= Passage provided =
*** Block opens ***
Trauma-informed therapy recognizes that workplace abuse is real trauma. It helps you process these experiences without judgment.
Create a morning routine that grounds you before walking into chaos. Maybe it's meditation, maybe it's listening to your favorite podcast. Find what works.
Build a "victory log", Build a journal where you record your achievements, positive feedback, and successful projects. Toxic environments make you forget your worth; this helps you remember.
Practice the "3-hour rule" before responding to inflammatory emails or messages. Time and distance often provide clarity.
Develop allies outside your immediate team. Having supporters in different departments can provide perspective and protection.
A friend once told me about her manager in a top consulting firm. “He never shouted. But he humiliated people so politely that HR couldn’t even call it harassment. I left that job. It took me months to stop hearing his voice in my head.”
This is why we talk about it. This is why we heal out loud.
The hardest part about toxic workplaces isn't the long hours or unreasonable demands - it's how they make you question your own value. You start believing that maybe you deserve the treatment you're receiving. You don't.
Remember that toxic behavior says more about the perpetrator than the victim. Healthy, secure people don't need to tear others down to feel good about themselves.
Your career is a marathon, not a sprint. One toxic workplace doesn't define your entire professional journey. Learn from it, heal from it, and move forward with wisdom.
Toxic workplaces are unfortunately common in Indian corporate culture, but they're not inevitable. By recognizing the signs, protecting your mental health, and making strategic moves, you can navigate these challenging environments while preserving your dignity and well-being.
Remember, you have more power than you think. Sometimes it's the power to leave, sometimes it's the power to set boundaries, and sometimes it's simply the power to choose how you respond to toxic behavior.
Your mental health matters. Your happiness matters. And despite what toxic workplaces might tell you, you matter too.
How do I know if my boss is toxic or just demanding?
A demanding boss sets high standards but provides support and recognition. A toxic boss creates impossible situations, takes credit for your work, shows favoritism, has unpredictable mood swings, and uses fear or intimidation as management tools. The key difference is whether they help you grow or deliberately undermine your confidence.
Can I file a complaint with HR about a toxic work environment?
*** Block closes ***
= Raw data =
*** Block opens ***
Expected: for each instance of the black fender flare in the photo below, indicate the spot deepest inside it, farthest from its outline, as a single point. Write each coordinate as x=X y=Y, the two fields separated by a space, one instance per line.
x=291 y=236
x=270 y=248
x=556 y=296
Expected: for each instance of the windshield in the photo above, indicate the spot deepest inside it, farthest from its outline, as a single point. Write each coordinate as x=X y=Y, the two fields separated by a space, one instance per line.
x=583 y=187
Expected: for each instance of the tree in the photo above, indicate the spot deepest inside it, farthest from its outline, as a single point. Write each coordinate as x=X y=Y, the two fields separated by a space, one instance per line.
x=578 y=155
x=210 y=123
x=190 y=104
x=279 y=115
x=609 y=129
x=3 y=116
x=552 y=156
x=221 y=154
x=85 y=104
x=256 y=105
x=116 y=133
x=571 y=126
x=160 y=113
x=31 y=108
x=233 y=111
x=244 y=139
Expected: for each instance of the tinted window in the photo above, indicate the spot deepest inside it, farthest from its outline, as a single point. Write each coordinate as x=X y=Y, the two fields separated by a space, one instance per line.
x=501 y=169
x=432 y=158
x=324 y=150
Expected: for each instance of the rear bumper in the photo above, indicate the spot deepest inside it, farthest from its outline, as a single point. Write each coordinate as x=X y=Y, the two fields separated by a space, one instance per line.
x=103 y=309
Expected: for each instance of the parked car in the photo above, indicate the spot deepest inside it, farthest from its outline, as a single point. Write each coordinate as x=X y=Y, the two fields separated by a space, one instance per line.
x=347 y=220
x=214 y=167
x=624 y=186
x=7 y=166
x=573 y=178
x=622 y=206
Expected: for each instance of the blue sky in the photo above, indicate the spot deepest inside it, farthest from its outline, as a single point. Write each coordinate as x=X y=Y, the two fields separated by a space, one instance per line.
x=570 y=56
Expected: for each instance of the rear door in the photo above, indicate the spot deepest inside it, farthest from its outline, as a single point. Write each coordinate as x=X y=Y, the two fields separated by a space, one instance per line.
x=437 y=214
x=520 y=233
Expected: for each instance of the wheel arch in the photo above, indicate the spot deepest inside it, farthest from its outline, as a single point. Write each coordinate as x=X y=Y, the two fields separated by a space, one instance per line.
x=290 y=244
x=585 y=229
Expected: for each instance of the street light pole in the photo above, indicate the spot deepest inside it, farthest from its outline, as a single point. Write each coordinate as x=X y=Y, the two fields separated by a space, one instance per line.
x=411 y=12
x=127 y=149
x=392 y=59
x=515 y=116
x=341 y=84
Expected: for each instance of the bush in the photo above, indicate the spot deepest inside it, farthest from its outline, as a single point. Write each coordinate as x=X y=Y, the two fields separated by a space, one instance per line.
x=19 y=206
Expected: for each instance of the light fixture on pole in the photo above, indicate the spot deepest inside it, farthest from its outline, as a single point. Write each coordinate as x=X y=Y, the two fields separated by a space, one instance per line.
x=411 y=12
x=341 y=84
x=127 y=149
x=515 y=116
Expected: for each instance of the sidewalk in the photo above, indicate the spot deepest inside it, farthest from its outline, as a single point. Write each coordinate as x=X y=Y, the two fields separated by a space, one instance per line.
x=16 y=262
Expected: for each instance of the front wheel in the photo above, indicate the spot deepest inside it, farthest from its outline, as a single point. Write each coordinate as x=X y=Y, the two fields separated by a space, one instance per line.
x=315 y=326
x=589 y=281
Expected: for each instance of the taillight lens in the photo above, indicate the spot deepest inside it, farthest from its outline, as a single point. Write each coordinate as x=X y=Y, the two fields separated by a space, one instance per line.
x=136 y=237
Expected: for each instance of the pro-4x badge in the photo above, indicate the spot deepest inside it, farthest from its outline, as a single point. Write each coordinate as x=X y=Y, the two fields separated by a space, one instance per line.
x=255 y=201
*** Block closes ***
= Exercise description =
In the passage on toxic workplaces, what practice is advised before responding to inflammatory emails or messages?

= Solution for this exercise =
Practicing the "3-hour rule" before responding.